# 36 month vs. 48 month lease



## hawc (Oct 24, 2001)

First off, let me start by saying this is NOT about leasing versus financing. This is just a leasing question. So please no financing stuff. 
The question is, what factors should I take into consideration when trying to decide between a 36 month lease versus a 48 month lease. I can't decide if there's a financial advantage to one over the other, or whether it really just comes down to how long I want to keep the car. 
I was planning on doing a 36 month lease with 0 down (or as little as the dealer will allow me to put down) on a new B7 A4. I'll probably end up spending about $2,000 on upgrades to the car (even though it's leased) in terms of aftermarket rims and tires. I know you shouldn't put any money into a leased car but I'm definitely doing the rims and tires. 
Any advice much appreciated.


----------



## hawc (Oct 24, 2001)

*Re: 36 month vs. 48 month lease (hawc)*

anyone?


----------



## VeeDubDriver (Oct 1, 2001)

*Re: 36 month vs. 48 month lease (hawc)*

Deciding between 36, 39, 42 and 48 months is dependant on a few things.
First, how long do you want the car for? Most people start to get sick of their cars after 36 months and begin to itch for a change. This is less of a problem with higher-line cars, like the A4, since they tend not to leave you for wanting something else, so not a problem.
Second, warranty coverage. Since you don't want to lease past the warranty period, you are generally locked into the term of the warranty. In the case of Audi, that is 4 years, so not a problem.
Third, payment. While 48 months will usually give you a lower payment than 36-42, the difference may not be substantial enough to warrant the longer term.
Fourth, up-front costs. Every time you lease, you have to pay for things like the acquisition fee all over again, so decide how often you want to do that.
Fifth, maintenance. After three years, most cars tend to start needing things like tires (probably a second set), more expensive services, batteries, etc. Now, Audi covers everything except the tires. However, a new set of tires, divided by your number of payments (say 48) can add enough to your payments to negate the lower payment you got vs. a 36 month lease. So keep that in mind.
I ended up leasing my A4 for 42 months since it put me at the payment I wanted and I knew I would be happy with the car for that long.
----------------------------------------
Objective: Update the passage of the lease-term thread starting with "# 36 month vs." and going on through "no financing stuff.", putting "buying" wherever "financing" appears.

Dataset content:
----------------------------------------
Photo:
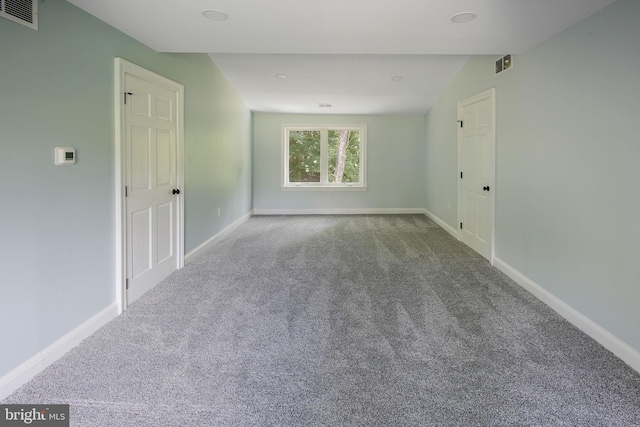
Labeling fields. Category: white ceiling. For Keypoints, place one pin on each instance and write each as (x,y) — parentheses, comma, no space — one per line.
----------------------------------------
Solution:
# 36 month vs. 48 month lease



## hawc (Oct 24, 2001)

First off, let me start by saying this is NOT about leasing versus buying. This is just a leasing question. So please no buying stuff.